+++ Texte présenté
La province a réclamé un Parlement et le Roi a effectivement créé un Parlements provincial. Mais dans quel état d’esprit le Roi et son Conseil ont-il admis la nouvelle Cour ? Fut-elle un succès ou un échec politique ? On a longtemps cru que les vues du Roi devaient nécessairement épouser celles de ses officiers parisiens, que le Roi ne pouvait que lier la grandeur de la monarchie et la prospérité du royaume au succès de la centralisation géographique, et qu’il créa donc les Parlements provinciaux par faiblesse.

Nous pouvons donc nous poser la question suivante : dans quelle mesure l’établissement d’un Parlement à Toulouse par Charles VII représente-t-il au contraire un renforcement du pouvoir monarchique et non un affaiblissement ?

Nous verrons tout d’abord les motifs qui président à l’établissement du Parlement puis, l’organisation du Parlement. Enfin, au terme de notre étude, nous démontrerons que la nouvelle Cour est un instrument dans l’entreprise de consolidation du royaume.
++++++
+++ Informations extraites
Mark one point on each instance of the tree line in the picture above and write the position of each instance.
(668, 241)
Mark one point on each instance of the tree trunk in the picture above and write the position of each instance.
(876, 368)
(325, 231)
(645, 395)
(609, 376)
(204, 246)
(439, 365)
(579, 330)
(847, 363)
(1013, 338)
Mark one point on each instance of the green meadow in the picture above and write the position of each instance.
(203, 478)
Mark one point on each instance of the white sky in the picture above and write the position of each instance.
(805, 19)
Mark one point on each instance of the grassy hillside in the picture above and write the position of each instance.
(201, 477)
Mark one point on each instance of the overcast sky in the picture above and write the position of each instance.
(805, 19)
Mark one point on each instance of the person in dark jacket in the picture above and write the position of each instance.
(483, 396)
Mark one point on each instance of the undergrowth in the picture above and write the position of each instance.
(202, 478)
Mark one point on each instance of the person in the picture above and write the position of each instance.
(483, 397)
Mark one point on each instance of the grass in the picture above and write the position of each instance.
++++++
Poursuivez le texte sur la création du Parlement de Toulouse par Charles VII en reprenant juste après sa dernière phrase.

** Réponse rédigée **
I – Les motifs qui président à l’établissement du Parlement

Depuis longtemps, les États du Languedoc réclamaient un parlement. Les spécificités du droit méridional, l’éloignement du parlement de Paris, la longueur des procès et leur coût apparaissent comme autant d’arguments justifiant l’installation d’une telle cour.

A) les longues suppliques des Languedociens

L’histoire de la création du parlement de Toulouse est une très longue histoire. Les États du Languedoc ont œuvré activement pour l’ouverture d’une cour de justice (« sur la demande instante et l’humble supplication des trois ordres du Pays d’Oc susdit » lignes 18-19).

Après la réunion des parlements de Poitiers et de Languedoc en 1428, les États réunis à Béziers en juillet 1430 demandent que le Parlement retourne au pays de Languedoc, au moins jusqu’à ce que le Parlement royal rentre à Paris et pour éviter « les grands périls qui sont d’ici à Poitiers ». Prudents, les commissaires du roi se bornent à répondre qu’ils en écriront au souverain.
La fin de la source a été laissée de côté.